### 抜粋した文章
たぶん、あんまりかわいいと思っていないことがバレているのだと思います。

言語のコミュニケーションが未発達であるだけに、きっとわたしの視線の泳ぎ方や、笑顔のウソっぷり、発している電波やもしかしたらニオイなんかも察知して、総合的に「こいつ、あんまり好きじゃない」と判定されているのでしょう。

さすがです。

でも時折、小学生くらいの子どもには懐かれたりします。
たぶん彼らは、小柄で一見優しげなわたしの雰囲気に騙されているのだと思います。
長じて動物的な感覚を失った、ということなのでしょう。

「一見」優しげなだけで、わたしは全然優しくなどないのに。
子どもだからって全部許されると思うなよ、とか思ってるのに。
はいはい、子どもっぽさ演じるの上手だねーとか思ってるのに。

わたし、実はあなたのこと、かわいいと思ってないよ。
犬とか猫とか、トカゲとかヤモリとかカエルの方がかわいいと思ってるよ。
騙されたなフハハハハ!

と本心を告げたらビックリするでしょうか。

人間、40年も生きてたら笑顔なんて簡単に作れるようになります。

ニコニコしながら
「この人、嫌いだなー」
「はやく帰りたいなー」
「今日の夕飯何作ろっかなー」
とか思いを巡らせることが出来るのです。

ようこそ、虚偽と欺瞞の世界へ。

一方わたくし、犬にはモテます。
非常ーによくモテます。

通り過ぎようとした知らない犬が目をキラキラさせて近寄ってきたり、尻尾を振ったり、じゃれつこうとしてきたり、します。
吠えられたことは、記憶の限りありません。

わたしの「好き」が、彼らに伝わっているのだろうと思います。

虚偽と欺瞞に満ちた大人の世界も、実は表面上はうまく付き合っている…ように見せかけて「好き」「嫌い」という非言語情報は案外、お互いにしっかりと伝わっているのかもしれませんね。

そういえば、一瞬懐いてきた小学生以上の子どもたちも、それから長いお付き合いになることはありませんでした。

見せかけの笑顔なんてその場限りのことで、長い目で見たら結局、あんまり意味ないのかもしれませんね。

だったら最初から、作り笑いなんてする必要ないのかも。
自分の気持ちに正直に生きればいいのかも。

そうすれば、お互い本当に好きな人だけが周りに残って、心地よい毎日が過ごせるようになるのかもしれません。

無理しなくても、いいのかもしれません。

### 提供データ
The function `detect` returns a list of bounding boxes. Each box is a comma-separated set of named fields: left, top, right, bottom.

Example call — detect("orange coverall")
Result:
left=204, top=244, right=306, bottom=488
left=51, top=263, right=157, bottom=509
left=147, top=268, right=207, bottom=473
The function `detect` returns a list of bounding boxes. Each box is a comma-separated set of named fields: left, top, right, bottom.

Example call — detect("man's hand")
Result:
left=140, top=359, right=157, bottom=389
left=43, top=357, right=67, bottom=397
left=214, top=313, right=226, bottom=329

### 取り組む作業
1. 抜粋した文章の「非常ーによくモテます。」から下の「なることはありませんでした。」までを、全部そのまま打ち直してください。
2. 抜粋した文章について、次の質問に答えてください。
(a) 何年も生きていたら笑顔を簡単に作れるようになると書かれていますか。
(b) 知らない犬に吠えられたことは、記憶の限りどうだったと書かれていますか。
(c) 書き手が「方がかわいい」と思っている生き物として挙げているものを全部答えてください。
記録は、抜粋した文章とは別のところから集めたものです。

### 作業ごとの結果
1.
非常ーによくモテます。

通り過ぎようとした知らない犬が目をキラキラさせて近寄ってきたり、尻尾を振ったり、じゃれつこうとしてきたり、します。
吠えられたことは、記憶の限りありません。

わたしの「好き」が、彼らに伝わっているのだろうと思います。

虚偽と欺瞞に満ちた大人の世界も、実は表面上はうまく付き合っている…ように見せかけて「好き」「嫌い」という非言語情報は案外、お互いにしっかりと伝わっているのかもしれませんね。

そういえば、一瞬懐いてきた小学生以上の子どもたちも、それから長いお付き合いになることはありませんでした。

2.
(a) 40年
(b) 一度もない
(c) 犬、猫、トカゲ、ヤモリ、カエル